• Input:

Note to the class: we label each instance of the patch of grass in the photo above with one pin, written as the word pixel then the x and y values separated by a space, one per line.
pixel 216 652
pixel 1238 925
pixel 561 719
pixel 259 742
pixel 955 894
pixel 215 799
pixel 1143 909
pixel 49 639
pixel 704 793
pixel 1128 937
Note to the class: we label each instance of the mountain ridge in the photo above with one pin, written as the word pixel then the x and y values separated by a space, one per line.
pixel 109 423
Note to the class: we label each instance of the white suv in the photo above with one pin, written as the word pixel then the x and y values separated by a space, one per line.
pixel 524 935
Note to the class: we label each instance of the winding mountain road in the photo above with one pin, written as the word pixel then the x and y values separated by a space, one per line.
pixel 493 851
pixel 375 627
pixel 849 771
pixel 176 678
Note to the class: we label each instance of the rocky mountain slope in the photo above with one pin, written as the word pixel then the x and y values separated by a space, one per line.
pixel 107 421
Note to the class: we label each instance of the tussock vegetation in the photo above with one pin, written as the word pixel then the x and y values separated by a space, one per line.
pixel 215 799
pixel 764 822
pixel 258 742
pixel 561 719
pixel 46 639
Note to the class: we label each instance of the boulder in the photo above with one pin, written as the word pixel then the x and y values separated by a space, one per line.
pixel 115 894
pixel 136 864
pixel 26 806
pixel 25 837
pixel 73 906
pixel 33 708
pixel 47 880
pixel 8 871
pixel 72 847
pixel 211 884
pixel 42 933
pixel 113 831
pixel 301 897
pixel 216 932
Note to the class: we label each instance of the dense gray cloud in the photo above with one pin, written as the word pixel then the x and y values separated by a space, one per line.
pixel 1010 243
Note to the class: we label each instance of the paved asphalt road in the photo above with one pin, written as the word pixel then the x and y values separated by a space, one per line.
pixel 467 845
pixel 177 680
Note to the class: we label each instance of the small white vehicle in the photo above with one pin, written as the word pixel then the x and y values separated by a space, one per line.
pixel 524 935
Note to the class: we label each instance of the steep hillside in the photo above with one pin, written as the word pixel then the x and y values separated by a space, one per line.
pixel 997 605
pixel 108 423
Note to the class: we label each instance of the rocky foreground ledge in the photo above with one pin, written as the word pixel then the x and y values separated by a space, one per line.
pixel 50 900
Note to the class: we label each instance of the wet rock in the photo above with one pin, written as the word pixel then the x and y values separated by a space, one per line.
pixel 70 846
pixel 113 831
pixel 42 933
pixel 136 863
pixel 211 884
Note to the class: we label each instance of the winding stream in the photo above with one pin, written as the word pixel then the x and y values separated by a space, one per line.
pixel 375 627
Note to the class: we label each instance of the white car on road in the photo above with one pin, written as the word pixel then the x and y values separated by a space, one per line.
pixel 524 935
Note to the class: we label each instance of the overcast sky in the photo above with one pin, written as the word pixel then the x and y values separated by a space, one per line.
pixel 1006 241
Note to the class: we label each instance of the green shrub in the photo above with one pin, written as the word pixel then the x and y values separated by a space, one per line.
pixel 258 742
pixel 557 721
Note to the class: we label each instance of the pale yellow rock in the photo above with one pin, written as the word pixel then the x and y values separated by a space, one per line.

• Given exercise: Rewrite all of the lines above, renaming "Note to the class" as "Reminder for the class" everywhere it appears and leaving everything else unchanged.

• Completed exercise:
Reminder for the class: we label each instance of the patch of grass in the photo above with one pin, written as the word pixel then the x and y values separated by a space, one per line.
pixel 216 652
pixel 1238 925
pixel 561 719
pixel 259 742
pixel 955 894
pixel 215 799
pixel 1143 909
pixel 49 639
pixel 704 793
pixel 1128 937
Reminder for the class: we label each instance of the mountain ridge in the photo above with one pin, written as the word pixel then the x and y values separated by a space, one per line.
pixel 109 423
Reminder for the class: we label each instance of the white suv in the photo above with one pin, written as the word pixel then the x and y values separated by a space, one per line.
pixel 524 935
Reminder for the class: we label each instance of the winding mountain road in the photo above with one pin, written as the word pixel then the x and y values separated by a space, one per line.
pixel 493 851
pixel 375 627
pixel 849 771
pixel 176 678
Reminder for the class: we label each instance of the rocky mountain slope in the photo above with one pin, written as the word pixel then the x and y values separated by a space, one per line.
pixel 107 421
Reminder for the class: we label each instance of the tussock vegetation in the photo above with one pin, written as the word pixel then the x and y values separated by a space, one per line.
pixel 215 799
pixel 764 822
pixel 258 742
pixel 561 719
pixel 46 639
Reminder for the class: we label each instance of the boulder in the photo above with one pin, written as the word pixel then the x and y values separated by a space, one per line.
pixel 115 894
pixel 136 864
pixel 26 806
pixel 25 837
pixel 73 906
pixel 33 708
pixel 47 880
pixel 8 871
pixel 72 847
pixel 211 884
pixel 42 933
pixel 113 831
pixel 301 897
pixel 216 932
Reminder for the class: we label each instance of the dense gray cloud in the photo above with one pin, written as the word pixel then the x and y values separated by a space, one per line.
pixel 1010 243
Reminder for the class: we label each instance of the paved asphalt road in the photo above with one pin, written as the word pixel then the x and y values separated by a space, one per line.
pixel 467 845
pixel 177 680
Reminder for the class: we label each instance of the small white vehicle in the photo above with one pin, written as the word pixel then the x and y values separated by a space, one per line.
pixel 524 935
Reminder for the class: we label each instance of the steep hillside in the photo above with one pin, written as the word pixel then the x and y values separated by a space, one per line.
pixel 997 605
pixel 108 423
Reminder for the class: we label each instance of the rocky foreground ledge in the photo above with one pin, written as the word pixel then the x and y values separated by a space, one per line.
pixel 50 900
Reminder for the class: we label each instance of the wet rock in the photo above with one pin, written as the word pixel then the x and y values separated by a space, one per line.
pixel 70 846
pixel 113 831
pixel 42 933
pixel 136 863
pixel 211 884
Reminder for the class: we label each instance of the winding stream in the photo above with one pin, written as the word pixel then the x and y values separated by a space, one per line.
pixel 375 627
Reminder for the class: we label each instance of the white car on road in the photo above with one pin, written as the word pixel then the x and y values separated by a space, one per line.
pixel 524 935
Reminder for the class: we label each instance of the overcast sky in the photo above with one pin, written as the word pixel then the x and y values separated by a space, one per line.
pixel 1006 241
Reminder for the class: we label each instance of the green shrub in the photo above with one pin, written as the word pixel then the x and y values separated by a space, one per line.
pixel 258 742
pixel 557 721
Reminder for the class: we label each instance of the pale yellow rock in the photo above with one pin, written as the word pixel then the x and y values separated by a space, one per line.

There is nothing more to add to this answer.